> _課題_
薬剤師の退職についての演習テキストから、「今の職場を辞めたいと考えてい」を含む語句で始まり「はじめに、薬剤師の主な退職理由について解説します。」で終わる部分を、一字一句違えずに書き写しなさい。

> _演習テキスト_
--------------------------------------------------
今の職場を辞めたいと考えていても、次が決まっていないとなかなか退職に踏み切れないものです。実際、次がない状態で退職すると、どのようなことが起こり得るのでしょうか。

本記事では、薬剤師の主な退職理由や次がない状態で仕事を辞めるメリット・デメリットについて解説します。また、次がない状態で退職したいと考えている人に向けて、具体的な対処法をお伝えします。

次がないけど辞めたい! 薬剤師の退職理由とは?

「現在の職場を辞めたい」と考える薬剤師は決して少なくありません。退職を希望する理由は人それぞれですが、多くの薬剤師が共感できるポイントもあるでしょう。薬剤師の主な退職理由を知ることで、自身の考えを整理でき、これからについても対処しやすくなるかもしれません。

はじめに、薬剤師の主な退職理由について解説します。
--------------------------------------------------
> _提供資料_
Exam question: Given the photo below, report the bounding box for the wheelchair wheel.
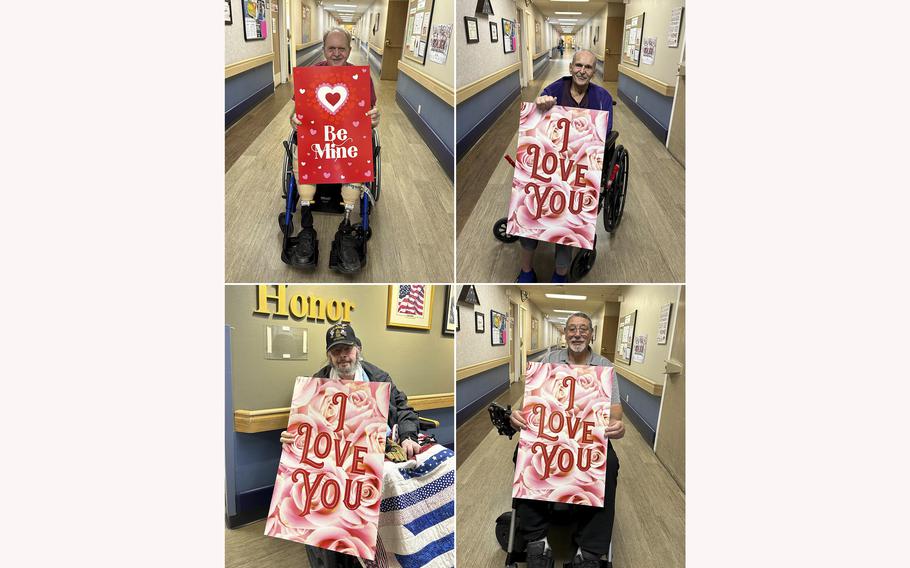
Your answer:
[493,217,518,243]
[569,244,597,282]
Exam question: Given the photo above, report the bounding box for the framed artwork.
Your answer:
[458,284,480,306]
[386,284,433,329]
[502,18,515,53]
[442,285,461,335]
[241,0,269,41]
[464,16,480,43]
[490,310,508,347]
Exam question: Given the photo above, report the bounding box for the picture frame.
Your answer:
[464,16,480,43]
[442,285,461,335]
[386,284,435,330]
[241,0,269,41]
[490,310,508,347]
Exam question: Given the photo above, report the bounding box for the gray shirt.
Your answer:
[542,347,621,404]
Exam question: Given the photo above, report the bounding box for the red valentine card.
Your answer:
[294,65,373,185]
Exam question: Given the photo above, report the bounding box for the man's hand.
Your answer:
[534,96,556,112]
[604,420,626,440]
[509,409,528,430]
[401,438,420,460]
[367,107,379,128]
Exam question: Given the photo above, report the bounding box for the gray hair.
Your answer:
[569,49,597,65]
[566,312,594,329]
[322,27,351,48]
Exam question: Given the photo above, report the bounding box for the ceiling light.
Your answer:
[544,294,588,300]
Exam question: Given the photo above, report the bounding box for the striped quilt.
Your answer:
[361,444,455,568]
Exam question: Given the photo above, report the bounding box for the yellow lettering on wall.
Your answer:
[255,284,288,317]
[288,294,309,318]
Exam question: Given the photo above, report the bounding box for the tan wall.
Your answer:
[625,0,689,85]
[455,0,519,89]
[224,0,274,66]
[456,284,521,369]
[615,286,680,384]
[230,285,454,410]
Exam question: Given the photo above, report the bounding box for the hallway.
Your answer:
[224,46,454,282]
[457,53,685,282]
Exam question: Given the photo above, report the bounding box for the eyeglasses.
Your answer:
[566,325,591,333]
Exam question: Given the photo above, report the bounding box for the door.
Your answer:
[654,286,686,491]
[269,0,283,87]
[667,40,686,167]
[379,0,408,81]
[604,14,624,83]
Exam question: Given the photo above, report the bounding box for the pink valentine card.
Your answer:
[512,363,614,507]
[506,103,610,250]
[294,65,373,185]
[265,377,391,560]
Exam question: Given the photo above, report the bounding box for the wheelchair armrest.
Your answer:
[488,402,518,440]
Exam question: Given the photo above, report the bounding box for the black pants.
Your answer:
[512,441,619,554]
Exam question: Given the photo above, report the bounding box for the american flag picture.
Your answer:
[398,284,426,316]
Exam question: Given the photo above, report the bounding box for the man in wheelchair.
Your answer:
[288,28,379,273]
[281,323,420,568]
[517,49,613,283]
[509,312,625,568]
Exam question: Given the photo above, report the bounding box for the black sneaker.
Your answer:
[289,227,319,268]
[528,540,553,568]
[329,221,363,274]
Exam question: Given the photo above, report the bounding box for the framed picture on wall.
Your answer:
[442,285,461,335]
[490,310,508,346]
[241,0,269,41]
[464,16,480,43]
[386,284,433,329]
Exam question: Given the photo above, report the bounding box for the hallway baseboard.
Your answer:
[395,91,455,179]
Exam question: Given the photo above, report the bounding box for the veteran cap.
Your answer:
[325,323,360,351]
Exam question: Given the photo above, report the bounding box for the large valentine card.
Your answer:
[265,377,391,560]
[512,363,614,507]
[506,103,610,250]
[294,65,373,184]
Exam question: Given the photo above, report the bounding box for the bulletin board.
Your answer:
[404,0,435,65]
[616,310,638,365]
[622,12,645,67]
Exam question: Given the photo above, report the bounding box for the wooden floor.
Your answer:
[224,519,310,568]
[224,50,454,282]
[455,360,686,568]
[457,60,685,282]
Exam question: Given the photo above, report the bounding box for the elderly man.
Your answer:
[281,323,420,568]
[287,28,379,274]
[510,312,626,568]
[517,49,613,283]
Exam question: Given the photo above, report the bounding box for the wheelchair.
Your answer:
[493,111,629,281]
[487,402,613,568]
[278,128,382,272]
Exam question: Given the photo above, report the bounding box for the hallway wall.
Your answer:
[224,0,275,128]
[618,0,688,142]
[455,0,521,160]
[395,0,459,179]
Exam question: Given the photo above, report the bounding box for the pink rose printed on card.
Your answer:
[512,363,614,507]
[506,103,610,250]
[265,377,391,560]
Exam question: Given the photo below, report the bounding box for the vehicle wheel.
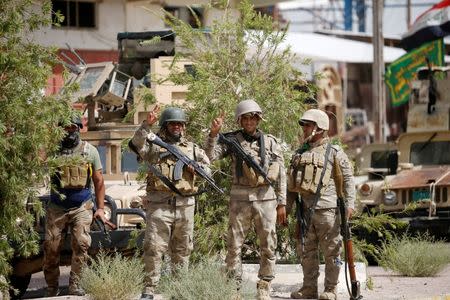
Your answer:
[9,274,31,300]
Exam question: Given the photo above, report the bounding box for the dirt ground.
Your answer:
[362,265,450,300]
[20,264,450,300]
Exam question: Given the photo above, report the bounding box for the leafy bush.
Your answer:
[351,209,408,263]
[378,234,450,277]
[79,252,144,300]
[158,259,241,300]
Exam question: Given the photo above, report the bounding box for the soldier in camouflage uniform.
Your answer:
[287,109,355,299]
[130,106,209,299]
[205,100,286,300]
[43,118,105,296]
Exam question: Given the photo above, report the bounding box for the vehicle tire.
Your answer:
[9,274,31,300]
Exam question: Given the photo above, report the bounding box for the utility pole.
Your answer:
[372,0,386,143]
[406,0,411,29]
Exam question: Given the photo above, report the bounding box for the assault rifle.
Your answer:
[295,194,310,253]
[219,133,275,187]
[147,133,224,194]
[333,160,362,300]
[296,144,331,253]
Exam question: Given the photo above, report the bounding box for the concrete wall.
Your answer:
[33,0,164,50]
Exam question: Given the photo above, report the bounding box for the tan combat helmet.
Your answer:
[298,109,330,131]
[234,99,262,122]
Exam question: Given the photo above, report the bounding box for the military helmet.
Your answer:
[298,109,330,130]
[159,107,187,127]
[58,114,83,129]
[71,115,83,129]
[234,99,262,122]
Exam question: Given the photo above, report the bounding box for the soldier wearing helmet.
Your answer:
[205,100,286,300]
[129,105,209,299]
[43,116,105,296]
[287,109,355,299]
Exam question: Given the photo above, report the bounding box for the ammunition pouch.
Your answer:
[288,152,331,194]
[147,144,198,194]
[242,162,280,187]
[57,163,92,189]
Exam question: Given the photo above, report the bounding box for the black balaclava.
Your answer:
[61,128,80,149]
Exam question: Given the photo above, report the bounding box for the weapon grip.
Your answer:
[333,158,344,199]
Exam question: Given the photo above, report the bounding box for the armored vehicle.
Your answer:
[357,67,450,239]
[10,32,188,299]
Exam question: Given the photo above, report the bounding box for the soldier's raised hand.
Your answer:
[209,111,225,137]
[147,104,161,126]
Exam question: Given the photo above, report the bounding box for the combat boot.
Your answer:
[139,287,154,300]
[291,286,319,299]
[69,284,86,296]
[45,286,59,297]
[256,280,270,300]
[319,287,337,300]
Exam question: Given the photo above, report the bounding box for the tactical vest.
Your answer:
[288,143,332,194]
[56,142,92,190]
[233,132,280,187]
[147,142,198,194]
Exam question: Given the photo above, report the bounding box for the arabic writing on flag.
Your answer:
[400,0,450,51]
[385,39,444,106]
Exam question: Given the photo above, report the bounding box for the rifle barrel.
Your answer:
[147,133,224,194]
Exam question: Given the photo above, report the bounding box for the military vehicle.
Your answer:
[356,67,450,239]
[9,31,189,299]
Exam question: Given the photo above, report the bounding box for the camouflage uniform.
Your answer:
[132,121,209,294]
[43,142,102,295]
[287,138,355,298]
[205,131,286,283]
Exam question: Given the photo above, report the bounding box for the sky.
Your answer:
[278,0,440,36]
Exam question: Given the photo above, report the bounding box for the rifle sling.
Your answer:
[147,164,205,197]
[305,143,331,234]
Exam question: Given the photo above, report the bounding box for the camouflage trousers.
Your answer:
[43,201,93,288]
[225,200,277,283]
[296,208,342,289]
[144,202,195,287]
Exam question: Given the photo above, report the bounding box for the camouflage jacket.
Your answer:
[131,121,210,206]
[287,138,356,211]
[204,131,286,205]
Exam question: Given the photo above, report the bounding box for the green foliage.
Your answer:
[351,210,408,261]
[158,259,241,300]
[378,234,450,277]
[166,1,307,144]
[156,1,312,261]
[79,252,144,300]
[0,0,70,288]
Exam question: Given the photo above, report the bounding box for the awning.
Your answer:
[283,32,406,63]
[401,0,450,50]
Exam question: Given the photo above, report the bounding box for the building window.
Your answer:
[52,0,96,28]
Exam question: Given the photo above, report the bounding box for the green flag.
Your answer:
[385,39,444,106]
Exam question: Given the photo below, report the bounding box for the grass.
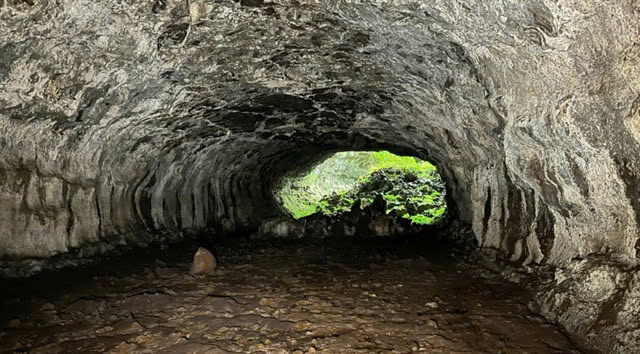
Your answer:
--------------------------------------------------
> _模範解答_
今の職場を辞めたいと考えていても、次が決まっていないとなかなか退職に踏み切れないものです。実際、次がない状態で退職すると、どのようなことが起こり得るのでしょうか。

本記事では、薬剤師の主な退職理由や次がない状態で仕事を辞めるメリット・デメリットについて解説します。また、次がない状態で退職したいと考えている人に向けて、具体的な対処法をお伝えします。

次がないけど辞めたい! 薬剤師の退職理由とは?

「現在の職場を辞めたい」と考える薬剤師は決して少なくありません。退職を希望する理由は人それぞれですが、多くの薬剤師が共感できるポイントもあるでしょう。薬剤師の主な退職理由を知ることで、自身の考えを整理でき、これからについても対処しやすくなるかもしれません。

はじめに、薬剤師の主な退職理由について解説します。